Pinot Noir: origin, characteristics and pairings

by Redazione Fine Taste

For those who love wine, Pinot Noir has a special meaning. As soon as an enthusiast hears Pinot Noir, his mind immediately flies to the legendary wines of Burgundy; difficult to match the finesse, elegance, balance and amazement of Burgundian wines.

Thanks to this legendary aura, Pinot Noir is also one of the best-known red wines. It is made from black grapes that thrive in a narrow spectrum of cooler climates. It is also notoriously difficult to grow due to its delicacy and the considerable care required to obtain a result befitting its fame. If done well, it produces great wines of remarkable elegance, complexity and longevity.

Let's see in detail what its characteristics are

What is Pinot Noir?

Pinot Noir is a black wine vine of the Vitis vinifera species that comes from France. It is one of the oldest grapes in France, cultivated more than a century ago by Cistercian monks in the Burgundy region. Without a shadow of a doubt it is certainly the most famous vineyard in Burgundy. Due to its popularity and difficulty in growing, it is also one of the most expensive wines on the market.

Where does Pinot Noir come from?

While the origins of this ancient grape are not fully known, Burgundy has long been the spiritual home of Pinot Noir. Some of the best single-varietal wines in the world are produced in this area. Thanks to the fame and rising prices of Burgundy wines, many winemakers around the world have sought to emulate the success of the French region. This led to Pinot Noir plantings in other parts of Europe and the New World. It is no coincidence that today Pinot Noir is considered an "international" variety.

_Bounding-box records_:
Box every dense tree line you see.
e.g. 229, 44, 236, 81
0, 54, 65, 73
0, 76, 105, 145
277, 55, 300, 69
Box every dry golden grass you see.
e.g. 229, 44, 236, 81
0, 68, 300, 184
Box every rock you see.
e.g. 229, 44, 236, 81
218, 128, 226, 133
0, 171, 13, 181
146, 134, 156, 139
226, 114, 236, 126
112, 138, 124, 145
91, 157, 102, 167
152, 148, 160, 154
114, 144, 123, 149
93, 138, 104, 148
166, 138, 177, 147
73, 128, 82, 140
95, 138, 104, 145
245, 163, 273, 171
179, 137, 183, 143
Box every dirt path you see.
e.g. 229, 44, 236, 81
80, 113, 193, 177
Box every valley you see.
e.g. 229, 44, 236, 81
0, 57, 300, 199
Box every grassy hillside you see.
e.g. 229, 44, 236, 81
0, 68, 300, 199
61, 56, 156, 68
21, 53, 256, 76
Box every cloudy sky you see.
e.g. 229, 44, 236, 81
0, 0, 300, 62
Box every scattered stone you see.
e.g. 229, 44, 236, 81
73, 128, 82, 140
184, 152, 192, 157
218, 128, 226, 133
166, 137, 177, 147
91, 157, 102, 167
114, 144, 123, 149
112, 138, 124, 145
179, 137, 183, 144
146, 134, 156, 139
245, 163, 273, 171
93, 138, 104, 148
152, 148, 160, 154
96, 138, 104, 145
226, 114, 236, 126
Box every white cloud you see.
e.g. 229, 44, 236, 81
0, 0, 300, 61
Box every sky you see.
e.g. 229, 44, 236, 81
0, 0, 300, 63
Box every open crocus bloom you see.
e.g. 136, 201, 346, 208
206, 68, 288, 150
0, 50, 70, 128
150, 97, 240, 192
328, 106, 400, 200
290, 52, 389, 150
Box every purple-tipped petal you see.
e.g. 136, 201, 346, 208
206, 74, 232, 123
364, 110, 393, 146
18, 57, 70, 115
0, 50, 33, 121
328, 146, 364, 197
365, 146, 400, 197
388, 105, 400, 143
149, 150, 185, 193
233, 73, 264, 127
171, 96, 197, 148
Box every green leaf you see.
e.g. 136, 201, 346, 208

_Short problem 1_: Update the part of the Pinot Noir article that opens with the words containing "Thanks to this" and closes with "complexity and longevity.", replacing "delicacy" with "fragility".
_Short problem 2_: Arrange the bounding-box rows from the line containing "Box every purple-tipped petal you see." through the end of the rows as a numbered list, omitting any blank lines.

_Reply 1_:
Thanks to this legendary aura, Pinot Noir is also one of the best-known red wines. It is made from black grapes that thrive in a narrow spectrum of cooler climates. It is also notoriously difficult to grow due to its fragility and the considerable care required to obtain a result befitting its fame. If done well, it produces great wines of remarkable elegance, complexity and longevity.

_Reply 2_:
1. Box every purple-tipped petal you see.
2. e.g. 136, 201, 346, 208
3. 206, 74, 232, 123
4. 364, 110, 393, 146
5. 18, 57, 70, 115
6. 0, 50, 33, 121
7. 328, 146, 364, 197
8. 365, 146, 400, 197
9. 388, 105, 400, 143
10. 149, 150, 185, 193
11. 233, 73, 264, 127
12. 171, 96, 197, 148
13. Box every green leaf you see.
14. e.g. 136, 201, 346, 208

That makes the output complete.